- [EXERCISE DESCRIPTION]: What you give back should be only the lines from the one holding "Check that every instance of the metal roof" through the final line of the records, each reproduced exactly.

- [Stored items]:
---*---

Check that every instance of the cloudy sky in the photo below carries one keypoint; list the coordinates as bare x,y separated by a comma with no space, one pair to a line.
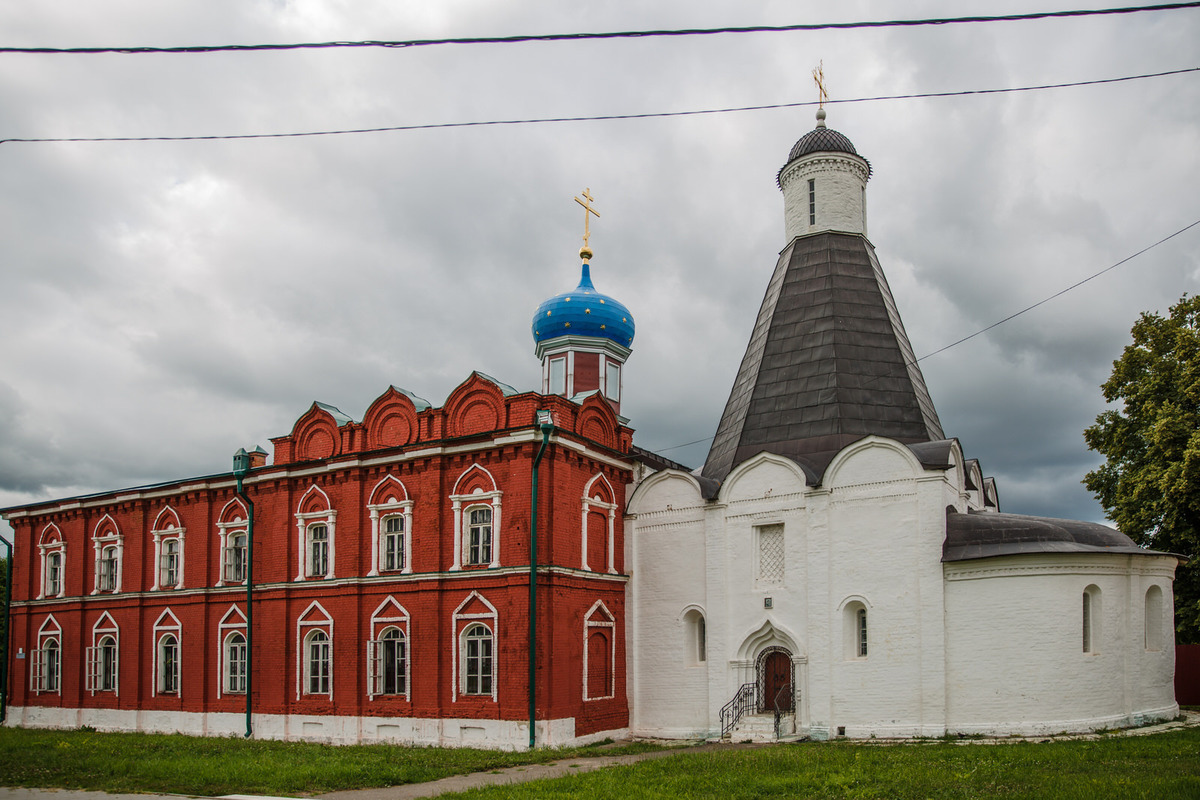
165,304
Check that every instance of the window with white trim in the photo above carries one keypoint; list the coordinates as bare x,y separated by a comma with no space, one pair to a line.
234,654
1091,615
479,536
317,663
475,632
388,672
168,665
1153,621
477,660
54,573
317,535
771,554
102,657
46,662
599,653
109,546
388,657
475,505
394,542
317,545
53,557
855,631
168,549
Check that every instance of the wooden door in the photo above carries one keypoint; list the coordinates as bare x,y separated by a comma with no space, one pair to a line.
777,681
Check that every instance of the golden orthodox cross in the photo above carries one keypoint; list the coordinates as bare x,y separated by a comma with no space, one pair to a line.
819,77
587,210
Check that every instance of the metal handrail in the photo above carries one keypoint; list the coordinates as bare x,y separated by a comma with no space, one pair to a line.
745,698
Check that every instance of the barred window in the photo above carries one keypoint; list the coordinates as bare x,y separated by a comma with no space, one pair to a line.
771,554
394,542
389,663
477,660
235,663
479,535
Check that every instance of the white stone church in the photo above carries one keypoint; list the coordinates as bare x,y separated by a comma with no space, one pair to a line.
839,561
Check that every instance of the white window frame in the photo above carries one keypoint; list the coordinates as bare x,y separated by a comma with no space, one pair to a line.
97,669
101,543
461,505
379,512
463,623
234,516
760,531
856,629
167,529
610,509
305,523
167,625
233,621
305,629
599,618
52,543
388,617
46,678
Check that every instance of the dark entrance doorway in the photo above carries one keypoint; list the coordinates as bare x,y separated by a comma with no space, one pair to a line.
775,680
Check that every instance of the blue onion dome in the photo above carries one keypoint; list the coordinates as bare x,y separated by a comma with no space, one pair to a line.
583,312
822,139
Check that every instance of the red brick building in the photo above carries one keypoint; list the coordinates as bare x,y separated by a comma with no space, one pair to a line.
390,581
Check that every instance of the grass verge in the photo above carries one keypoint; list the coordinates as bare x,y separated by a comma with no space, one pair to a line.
178,764
1163,767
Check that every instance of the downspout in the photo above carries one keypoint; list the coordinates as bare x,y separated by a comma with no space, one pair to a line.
7,630
240,468
546,427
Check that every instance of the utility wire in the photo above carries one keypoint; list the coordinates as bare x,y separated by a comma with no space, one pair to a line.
545,120
635,34
1011,317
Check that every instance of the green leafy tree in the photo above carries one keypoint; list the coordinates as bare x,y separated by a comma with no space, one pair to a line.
1150,485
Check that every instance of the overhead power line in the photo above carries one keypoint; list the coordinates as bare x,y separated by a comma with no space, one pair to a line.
631,34
1006,319
545,120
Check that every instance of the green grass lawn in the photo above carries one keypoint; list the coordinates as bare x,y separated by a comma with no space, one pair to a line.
178,764
1161,767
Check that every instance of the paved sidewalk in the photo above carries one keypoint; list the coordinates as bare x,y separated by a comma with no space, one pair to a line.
558,769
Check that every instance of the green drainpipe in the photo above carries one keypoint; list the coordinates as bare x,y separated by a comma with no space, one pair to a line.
240,468
546,426
7,630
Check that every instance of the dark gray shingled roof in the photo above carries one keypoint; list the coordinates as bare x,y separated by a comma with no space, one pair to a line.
977,535
828,362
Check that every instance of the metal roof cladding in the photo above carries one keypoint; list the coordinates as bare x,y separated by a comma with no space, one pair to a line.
583,312
821,139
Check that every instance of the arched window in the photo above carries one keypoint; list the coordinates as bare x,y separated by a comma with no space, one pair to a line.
54,573
1091,617
318,551
168,665
168,567
394,542
1153,626
389,663
106,665
477,660
855,631
695,637
235,663
479,535
51,666
317,657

---*---

- [ANSWER]:
Check that every instance of the metal roof cladding in the photo above carries one keypoint; list the coordinates as bare x,y separated by a comma with no space, one pair to a line.
583,312
821,139
Check that every instance of the arched window in the photo above carries one keypoint; list the coordinates as bare x,y separated by a comma with no space, one pair to a line.
54,573
1091,617
318,551
168,665
168,567
394,542
1153,626
389,663
106,665
477,660
855,631
695,637
235,663
479,535
51,666
317,657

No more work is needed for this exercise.